- **EXERCISE TASKS**:
A – Reproduce the passage of the World on Fire extract from "In Jakarta in" to "of her parents." word for word.
B – Name the locations where the World on Fire extract sets the events of its paragraphs.

- **TEXT UNDER STUDY**:

════════════════════

Sunday, 19 March 2023

World on Fire - An Extract

In the Serbian concentration camps of the early 1990s, the women prisoners were raped, over and over, many times a day, often with broken bottles, often together with their daughters. The men, if they were lucky, were beaten to death as the Serbian guards sang national anthems. If they were not so fortunate, they were castrated or, at gunpoint, forced to castrate their fellow prisoners, sometimes with their own teeth. In all, thousands were tortured and executed.

In Rwanda in 1994, ordinary Hutus killed 800,000 Tutsis over a period of three months, typically hacking them to death with machetes. Young children would come home to find their mothers, fathers, sisters, and brothers, on the living room floor, in piles of severed heads and limbs.

In Jakarta in 1998, screaming Indonesian mobs torched, smashed, and looted hundreds of Chinese shops and homes, leaving over 2000 dead. One who survived - a 14-year-old Chinese girl - later committed suicide by taking rat poison. She had been gang raped and genitally mutilated in front of her parents.

In Israel in 1998, a suicide bomber driving a car packed with explosives rammed into a school bus filled with 34 Jewish children between the ages of six and eight. Over the next few years, such incidents intensified, becoming daily occurrences and a powerful collective expression of Palestinian hatred. “We hate you” a senior Arafat official elaborated in April 2002 “and the air hates you the land hates you the trees hate you there is no purpose in your staying on this land.”

════════════════════

- **RECORDED INFORMATION**:
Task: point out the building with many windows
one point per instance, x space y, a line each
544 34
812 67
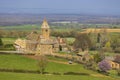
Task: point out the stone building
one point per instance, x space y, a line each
41 43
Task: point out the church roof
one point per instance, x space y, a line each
33 36
45 24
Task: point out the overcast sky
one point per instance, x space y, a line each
61 6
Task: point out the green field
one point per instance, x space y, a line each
21 62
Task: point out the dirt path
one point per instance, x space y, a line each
36 58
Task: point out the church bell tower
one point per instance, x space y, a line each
45 29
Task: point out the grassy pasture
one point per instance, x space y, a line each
22 62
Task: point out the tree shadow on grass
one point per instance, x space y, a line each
76 73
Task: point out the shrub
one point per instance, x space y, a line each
117 50
118 72
104 66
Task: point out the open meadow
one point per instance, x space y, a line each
55 65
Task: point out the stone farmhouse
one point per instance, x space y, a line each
41 43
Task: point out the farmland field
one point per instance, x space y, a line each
21 62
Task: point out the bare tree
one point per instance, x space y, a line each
42 63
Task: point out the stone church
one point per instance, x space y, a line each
41 43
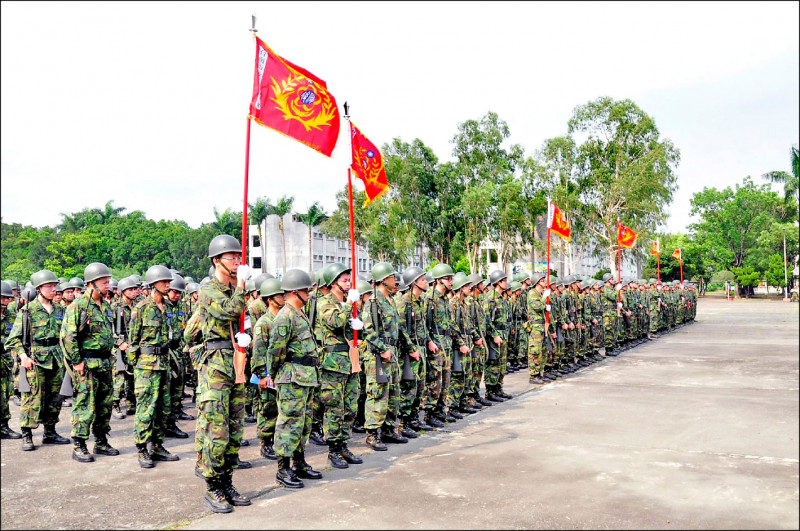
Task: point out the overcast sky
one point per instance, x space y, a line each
145 104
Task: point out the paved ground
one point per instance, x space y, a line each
698 429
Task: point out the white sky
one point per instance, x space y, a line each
146 103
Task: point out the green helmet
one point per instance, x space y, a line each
460 280
441 271
332 272
224 243
295 280
270 287
381 270
496 276
363 287
43 277
96 270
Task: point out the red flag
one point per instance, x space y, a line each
625 236
656 249
293 101
368 165
556 221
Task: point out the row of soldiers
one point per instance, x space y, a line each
395 355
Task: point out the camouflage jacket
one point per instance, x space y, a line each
42 336
88 332
292 349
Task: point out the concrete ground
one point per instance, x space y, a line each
697 429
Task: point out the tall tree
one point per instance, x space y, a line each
312 218
625 171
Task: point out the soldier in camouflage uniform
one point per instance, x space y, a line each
294 357
7 318
87 336
34 340
221 381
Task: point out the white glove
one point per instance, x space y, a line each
352 296
243 273
243 339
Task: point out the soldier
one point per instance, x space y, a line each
265 404
87 336
6 361
339 383
294 358
386 338
34 340
221 380
150 336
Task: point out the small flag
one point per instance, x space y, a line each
368 165
625 236
293 101
556 221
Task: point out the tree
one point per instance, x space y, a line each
312 218
258 213
625 170
283 207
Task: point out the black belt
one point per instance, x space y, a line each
49 342
219 345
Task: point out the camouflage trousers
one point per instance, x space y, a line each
152 405
293 425
456 392
536 360
412 391
265 405
43 404
91 402
338 393
383 400
220 422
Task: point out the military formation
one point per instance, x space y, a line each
310 357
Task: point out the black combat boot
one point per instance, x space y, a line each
267 451
79 451
145 461
27 440
230 492
303 469
373 440
349 456
286 475
101 446
215 497
335 456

════════════════════

- **ANSWERS GIVEN**:
A –
In Jakarta in 1998, screaming Indonesian mobs torched, smashed, and looted hundreds of Chinese shops and homes, leaving over 2000 dead. One who survived - a 14-year-old Chinese girl - later committed suicide by taking rat poison. She had been gang raped and genitally mutilated in front of her parents.

B –
- The Serbian concentration camps
- Rwanda
- Jakarta
- Israel